YOUR OBJECTIVE: In the article on the laser-based network, list every numerical figure it gives, with what each one describes.

──────── EXCERPTED PASSAGE

The wireless networks that we use to connect to the internet nowadays use radio frequencies to communicate. Researchers from the National Taipei University of Technology have created a network that bypasses radio frequencies entirely and makes use of lasers to transfer data.

Although its setup and the science behind it are more complicated, here’s a basic idea of how it works. The model utilizes basic AAA battery-powered red and green laser pointers and some other components that are worth a mere US $600. The researchers pointed the laser pointers at photodiode receptors stationed about 30 feet away and strobed the lights on-and-off at a rate of 500 million times per second. With this, they were able to create a 500 Mbps data stream over each laser, thus adding up to 1Gbps in speed. That’s an incredible rate and way faster than our Wi-Fi routers can transfer data.

The bit error rate was only about one bad bit per billion, which is extremely lower than the one bad bit per 100,000 on most Wi-Fi streams. Also, since the technology makes use of light, it isn’t subject to over-the-airwaves interference. The downside though, is that it’s susceptible to interference from actual physical objects blocking the path, including fog and rain. It can also only travel where it’s pointed, unlike radio frequencies.

Because of these drawbacks, we doubt that this technology will replace radio-based data communication. It may become a feasible way to transfer data indoors, however, in places such as hospitals that can’t tolerate radio interference.

────────────────
──────── LISTED ENTRIES

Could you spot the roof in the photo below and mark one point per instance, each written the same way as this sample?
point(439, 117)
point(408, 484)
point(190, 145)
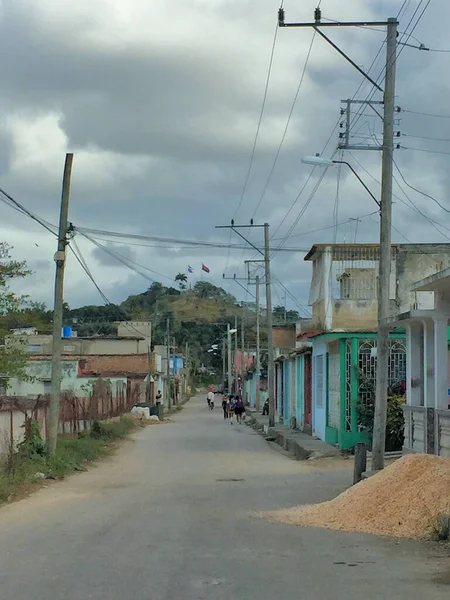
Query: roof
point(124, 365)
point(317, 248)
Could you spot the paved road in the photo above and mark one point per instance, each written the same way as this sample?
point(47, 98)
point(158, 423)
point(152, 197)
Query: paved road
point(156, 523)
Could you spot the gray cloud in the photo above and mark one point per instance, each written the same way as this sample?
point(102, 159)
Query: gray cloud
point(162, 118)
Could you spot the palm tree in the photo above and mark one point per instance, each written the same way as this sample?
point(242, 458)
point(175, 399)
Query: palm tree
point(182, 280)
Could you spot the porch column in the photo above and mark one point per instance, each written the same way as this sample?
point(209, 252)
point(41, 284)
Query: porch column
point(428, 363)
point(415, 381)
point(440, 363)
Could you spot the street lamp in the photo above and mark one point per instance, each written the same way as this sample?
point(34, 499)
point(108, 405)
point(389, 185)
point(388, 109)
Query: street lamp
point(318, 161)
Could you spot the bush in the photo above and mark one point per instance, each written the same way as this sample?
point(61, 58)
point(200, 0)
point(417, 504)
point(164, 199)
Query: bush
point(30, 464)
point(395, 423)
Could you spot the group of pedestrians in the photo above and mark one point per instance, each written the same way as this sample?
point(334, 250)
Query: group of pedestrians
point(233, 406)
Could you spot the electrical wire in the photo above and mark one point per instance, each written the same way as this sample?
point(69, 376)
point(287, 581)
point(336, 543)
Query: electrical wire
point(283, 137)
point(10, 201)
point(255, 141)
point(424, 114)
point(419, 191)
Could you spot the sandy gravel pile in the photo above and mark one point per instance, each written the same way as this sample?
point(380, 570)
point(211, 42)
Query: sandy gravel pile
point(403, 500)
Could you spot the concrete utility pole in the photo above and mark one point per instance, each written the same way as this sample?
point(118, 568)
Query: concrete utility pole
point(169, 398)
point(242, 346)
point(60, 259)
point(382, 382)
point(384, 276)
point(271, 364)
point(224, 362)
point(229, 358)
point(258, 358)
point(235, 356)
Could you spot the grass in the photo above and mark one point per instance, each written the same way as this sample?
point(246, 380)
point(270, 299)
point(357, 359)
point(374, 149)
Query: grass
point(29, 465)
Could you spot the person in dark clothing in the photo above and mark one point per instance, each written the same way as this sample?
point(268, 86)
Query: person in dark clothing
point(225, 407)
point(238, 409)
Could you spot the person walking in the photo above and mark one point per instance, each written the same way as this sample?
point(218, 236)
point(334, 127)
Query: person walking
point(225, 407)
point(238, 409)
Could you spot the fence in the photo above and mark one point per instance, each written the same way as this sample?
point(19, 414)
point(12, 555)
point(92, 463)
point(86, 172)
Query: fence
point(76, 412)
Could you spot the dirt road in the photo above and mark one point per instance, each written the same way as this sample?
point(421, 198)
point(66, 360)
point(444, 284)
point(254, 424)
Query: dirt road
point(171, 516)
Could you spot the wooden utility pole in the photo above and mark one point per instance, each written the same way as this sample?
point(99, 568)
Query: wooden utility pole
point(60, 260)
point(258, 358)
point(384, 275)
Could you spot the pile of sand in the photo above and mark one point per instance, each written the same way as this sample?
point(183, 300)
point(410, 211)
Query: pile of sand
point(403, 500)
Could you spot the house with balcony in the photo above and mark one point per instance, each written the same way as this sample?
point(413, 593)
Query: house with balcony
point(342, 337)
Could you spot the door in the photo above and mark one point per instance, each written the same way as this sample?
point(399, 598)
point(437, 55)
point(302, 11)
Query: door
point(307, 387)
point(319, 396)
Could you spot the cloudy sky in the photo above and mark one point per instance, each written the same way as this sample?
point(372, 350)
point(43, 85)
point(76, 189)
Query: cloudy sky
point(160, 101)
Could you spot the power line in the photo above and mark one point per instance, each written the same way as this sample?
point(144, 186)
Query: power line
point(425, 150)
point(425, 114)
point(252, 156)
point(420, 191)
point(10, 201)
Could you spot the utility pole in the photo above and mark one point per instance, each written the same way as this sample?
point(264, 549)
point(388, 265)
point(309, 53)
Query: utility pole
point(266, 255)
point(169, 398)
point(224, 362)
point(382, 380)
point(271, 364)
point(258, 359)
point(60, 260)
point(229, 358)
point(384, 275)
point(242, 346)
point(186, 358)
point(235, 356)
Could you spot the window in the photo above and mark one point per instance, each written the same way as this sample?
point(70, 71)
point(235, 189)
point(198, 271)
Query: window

────────────────

REPLY TO THE TASK:
- US $600: the cost of the other components used with the laser pointers
- About 30 feet: the distance between the laser pointers and the photodiode receptors
- 500 million times per second: the rate at which the lights were strobed on and off
- 500 Mbps: the data stream created over each laser
- 1Gbps: the combined speed of the two lasers
- About one bad bit per billion: the system's bit error rate
- One bad bit per 100,000: the bit error rate on most Wi-Fi streams